§ Problem to work on
Each line from the one containing "One pin per instance of the tree line, set" through the end of the entries below must be output exactly; no other line belongs.

::: Material for this exercise

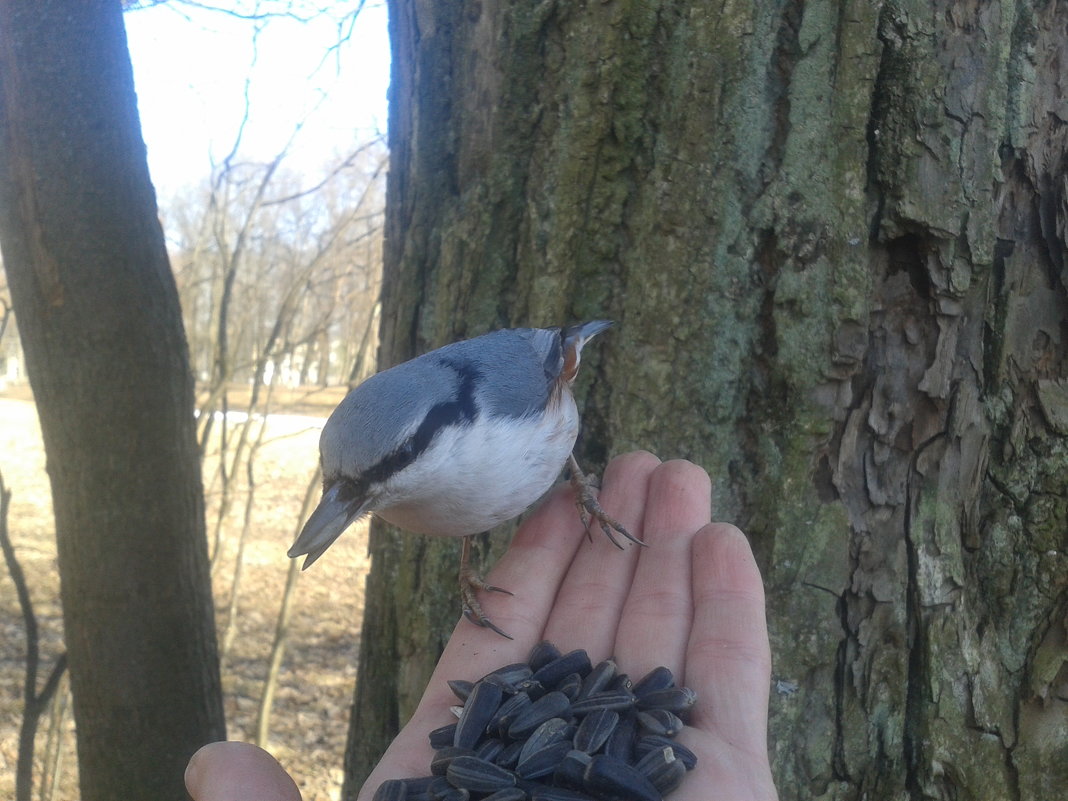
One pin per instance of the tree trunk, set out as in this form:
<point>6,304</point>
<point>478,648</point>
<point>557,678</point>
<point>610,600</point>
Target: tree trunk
<point>833,235</point>
<point>106,355</point>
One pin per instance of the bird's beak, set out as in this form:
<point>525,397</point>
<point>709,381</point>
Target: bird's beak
<point>326,523</point>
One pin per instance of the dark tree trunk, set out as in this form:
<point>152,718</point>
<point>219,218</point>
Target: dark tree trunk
<point>106,355</point>
<point>834,238</point>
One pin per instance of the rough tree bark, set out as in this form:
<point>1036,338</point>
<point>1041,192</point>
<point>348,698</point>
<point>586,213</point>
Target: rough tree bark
<point>106,355</point>
<point>834,237</point>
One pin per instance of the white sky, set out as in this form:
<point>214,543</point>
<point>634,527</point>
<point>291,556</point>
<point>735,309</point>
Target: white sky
<point>190,65</point>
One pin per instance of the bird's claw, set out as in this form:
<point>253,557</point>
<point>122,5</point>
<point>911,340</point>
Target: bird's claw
<point>590,507</point>
<point>470,584</point>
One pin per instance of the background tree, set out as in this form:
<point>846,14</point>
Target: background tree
<point>107,358</point>
<point>833,235</point>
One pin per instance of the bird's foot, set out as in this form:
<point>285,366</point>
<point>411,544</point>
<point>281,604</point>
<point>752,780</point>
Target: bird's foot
<point>591,509</point>
<point>471,582</point>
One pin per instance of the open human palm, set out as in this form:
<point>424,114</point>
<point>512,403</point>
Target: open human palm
<point>691,600</point>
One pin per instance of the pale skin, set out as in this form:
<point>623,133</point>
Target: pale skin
<point>692,600</point>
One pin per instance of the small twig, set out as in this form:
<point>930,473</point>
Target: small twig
<point>33,703</point>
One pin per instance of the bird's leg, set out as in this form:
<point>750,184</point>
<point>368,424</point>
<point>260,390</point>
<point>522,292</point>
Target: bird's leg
<point>471,582</point>
<point>590,508</point>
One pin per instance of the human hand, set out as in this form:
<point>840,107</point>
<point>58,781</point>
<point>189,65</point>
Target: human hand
<point>237,771</point>
<point>693,600</point>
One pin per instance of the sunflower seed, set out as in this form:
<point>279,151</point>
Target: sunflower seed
<point>551,705</point>
<point>658,678</point>
<point>543,654</point>
<point>595,729</point>
<point>509,755</point>
<point>443,757</point>
<point>661,768</point>
<point>673,699</point>
<point>607,700</point>
<point>570,686</point>
<point>559,794</point>
<point>478,775</point>
<point>650,742</point>
<point>508,711</point>
<point>568,772</point>
<point>613,780</point>
<point>548,733</point>
<point>598,678</point>
<point>660,721</point>
<point>508,794</point>
<point>391,789</point>
<point>544,762</point>
<point>489,749</point>
<point>478,710</point>
<point>576,661</point>
<point>509,674</point>
<point>438,788</point>
<point>621,742</point>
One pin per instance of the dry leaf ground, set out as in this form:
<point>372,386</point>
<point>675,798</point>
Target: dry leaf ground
<point>311,708</point>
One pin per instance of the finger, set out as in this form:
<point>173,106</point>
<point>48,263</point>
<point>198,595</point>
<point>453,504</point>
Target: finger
<point>533,568</point>
<point>659,609</point>
<point>589,605</point>
<point>237,771</point>
<point>728,659</point>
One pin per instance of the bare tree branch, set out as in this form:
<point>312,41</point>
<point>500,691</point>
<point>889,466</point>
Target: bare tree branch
<point>33,703</point>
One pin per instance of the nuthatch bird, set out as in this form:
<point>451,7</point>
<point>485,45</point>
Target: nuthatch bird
<point>455,442</point>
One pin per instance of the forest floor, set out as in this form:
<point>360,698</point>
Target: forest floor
<point>311,710</point>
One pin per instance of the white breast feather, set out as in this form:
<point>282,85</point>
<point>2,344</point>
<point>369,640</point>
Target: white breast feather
<point>472,478</point>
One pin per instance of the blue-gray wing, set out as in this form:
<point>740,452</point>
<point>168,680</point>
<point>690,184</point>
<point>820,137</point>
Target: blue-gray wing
<point>393,415</point>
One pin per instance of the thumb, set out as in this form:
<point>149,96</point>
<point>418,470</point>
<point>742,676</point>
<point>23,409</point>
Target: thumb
<point>237,771</point>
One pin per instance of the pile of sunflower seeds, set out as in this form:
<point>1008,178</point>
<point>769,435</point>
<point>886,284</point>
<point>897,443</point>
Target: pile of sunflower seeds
<point>558,728</point>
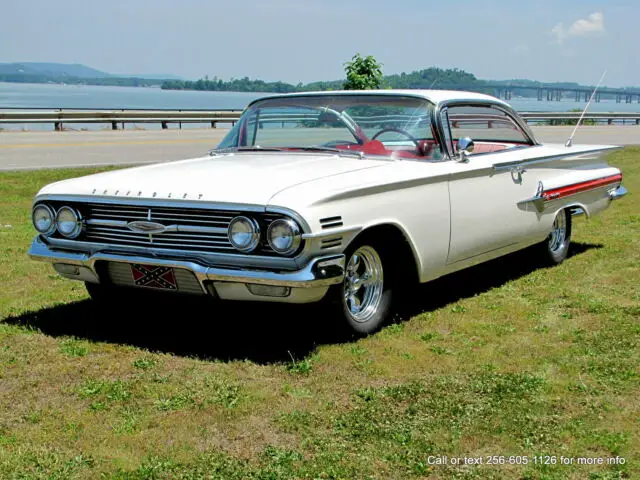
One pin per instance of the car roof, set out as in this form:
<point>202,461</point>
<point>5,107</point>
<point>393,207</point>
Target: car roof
<point>434,96</point>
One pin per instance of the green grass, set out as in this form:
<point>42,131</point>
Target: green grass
<point>503,359</point>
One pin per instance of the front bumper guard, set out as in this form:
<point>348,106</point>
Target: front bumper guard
<point>319,272</point>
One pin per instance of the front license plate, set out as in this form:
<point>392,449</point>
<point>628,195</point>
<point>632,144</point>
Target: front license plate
<point>152,276</point>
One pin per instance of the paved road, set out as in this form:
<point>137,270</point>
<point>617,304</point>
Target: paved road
<point>31,150</point>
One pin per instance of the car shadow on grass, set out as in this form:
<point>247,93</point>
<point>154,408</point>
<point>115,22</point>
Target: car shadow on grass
<point>260,332</point>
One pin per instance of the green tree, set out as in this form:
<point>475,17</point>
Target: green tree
<point>363,73</point>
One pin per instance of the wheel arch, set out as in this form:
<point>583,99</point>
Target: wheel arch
<point>400,239</point>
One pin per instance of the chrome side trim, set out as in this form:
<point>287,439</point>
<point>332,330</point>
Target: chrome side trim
<point>537,199</point>
<point>618,193</point>
<point>545,159</point>
<point>319,272</point>
<point>577,211</point>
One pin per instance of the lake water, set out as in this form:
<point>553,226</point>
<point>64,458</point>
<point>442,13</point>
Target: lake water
<point>53,96</point>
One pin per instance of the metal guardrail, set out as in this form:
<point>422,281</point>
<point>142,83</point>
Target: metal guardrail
<point>165,117</point>
<point>115,117</point>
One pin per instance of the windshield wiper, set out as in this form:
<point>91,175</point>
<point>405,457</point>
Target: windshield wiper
<point>320,148</point>
<point>256,148</point>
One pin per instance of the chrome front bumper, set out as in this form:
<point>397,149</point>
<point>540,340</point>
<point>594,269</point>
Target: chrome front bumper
<point>307,284</point>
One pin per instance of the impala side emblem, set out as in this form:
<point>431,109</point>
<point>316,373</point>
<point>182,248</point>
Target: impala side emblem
<point>143,226</point>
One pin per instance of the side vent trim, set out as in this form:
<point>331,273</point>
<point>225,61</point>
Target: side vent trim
<point>331,222</point>
<point>331,243</point>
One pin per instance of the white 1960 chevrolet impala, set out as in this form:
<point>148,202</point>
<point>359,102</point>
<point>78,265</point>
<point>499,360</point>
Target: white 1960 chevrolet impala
<point>337,196</point>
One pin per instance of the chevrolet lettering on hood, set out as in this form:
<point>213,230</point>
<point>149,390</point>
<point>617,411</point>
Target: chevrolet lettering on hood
<point>343,197</point>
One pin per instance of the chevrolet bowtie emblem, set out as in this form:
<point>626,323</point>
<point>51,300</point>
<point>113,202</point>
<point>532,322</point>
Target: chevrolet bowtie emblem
<point>146,227</point>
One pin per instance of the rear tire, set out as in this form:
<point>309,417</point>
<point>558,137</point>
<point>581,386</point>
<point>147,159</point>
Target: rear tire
<point>556,247</point>
<point>363,301</point>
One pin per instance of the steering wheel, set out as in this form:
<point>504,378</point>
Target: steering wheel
<point>397,130</point>
<point>335,143</point>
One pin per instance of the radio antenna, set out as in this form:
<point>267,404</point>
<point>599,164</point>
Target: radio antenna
<point>570,140</point>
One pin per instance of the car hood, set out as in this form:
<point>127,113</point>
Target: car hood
<point>239,178</point>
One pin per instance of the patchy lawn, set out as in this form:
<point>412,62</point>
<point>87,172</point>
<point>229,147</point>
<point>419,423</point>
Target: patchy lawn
<point>505,359</point>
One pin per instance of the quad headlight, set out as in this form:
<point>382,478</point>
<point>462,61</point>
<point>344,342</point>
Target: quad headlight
<point>68,222</point>
<point>283,236</point>
<point>43,219</point>
<point>244,233</point>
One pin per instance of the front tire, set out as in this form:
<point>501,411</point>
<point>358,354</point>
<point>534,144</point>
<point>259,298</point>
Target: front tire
<point>364,300</point>
<point>556,246</point>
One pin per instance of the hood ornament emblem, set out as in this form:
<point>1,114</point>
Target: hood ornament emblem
<point>143,226</point>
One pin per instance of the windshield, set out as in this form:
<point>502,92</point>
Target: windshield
<point>370,124</point>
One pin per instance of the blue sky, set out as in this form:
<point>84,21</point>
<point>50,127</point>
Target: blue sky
<point>300,40</point>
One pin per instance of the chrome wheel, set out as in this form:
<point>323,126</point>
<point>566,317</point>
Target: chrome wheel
<point>363,284</point>
<point>558,239</point>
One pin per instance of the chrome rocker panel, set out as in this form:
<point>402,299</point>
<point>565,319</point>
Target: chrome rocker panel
<point>308,284</point>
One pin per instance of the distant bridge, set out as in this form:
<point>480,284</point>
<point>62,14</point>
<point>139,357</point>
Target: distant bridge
<point>550,93</point>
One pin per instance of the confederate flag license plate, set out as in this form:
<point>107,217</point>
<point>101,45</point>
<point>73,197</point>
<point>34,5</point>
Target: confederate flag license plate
<point>152,276</point>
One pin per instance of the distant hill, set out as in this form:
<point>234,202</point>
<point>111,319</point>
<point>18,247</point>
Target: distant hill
<point>150,76</point>
<point>75,74</point>
<point>52,70</point>
<point>60,71</point>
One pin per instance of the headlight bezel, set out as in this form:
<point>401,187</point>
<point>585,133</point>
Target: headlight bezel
<point>52,215</point>
<point>296,236</point>
<point>254,232</point>
<point>78,222</point>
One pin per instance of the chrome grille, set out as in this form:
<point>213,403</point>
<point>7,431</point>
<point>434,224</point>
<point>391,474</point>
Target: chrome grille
<point>191,229</point>
<point>120,274</point>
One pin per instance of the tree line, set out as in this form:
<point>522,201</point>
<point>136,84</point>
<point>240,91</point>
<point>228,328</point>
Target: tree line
<point>433,77</point>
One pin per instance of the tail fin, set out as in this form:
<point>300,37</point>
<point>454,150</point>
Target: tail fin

::::::

§ Exercise result
One pin per instance of the tree line, set out as in this form:
<point>522,201</point>
<point>136,84</point>
<point>240,91</point>
<point>228,328</point>
Target: tree line
<point>433,77</point>
One pin per instance of the tail fin, set out as in this form:
<point>300,37</point>
<point>454,150</point>
Target: tail fin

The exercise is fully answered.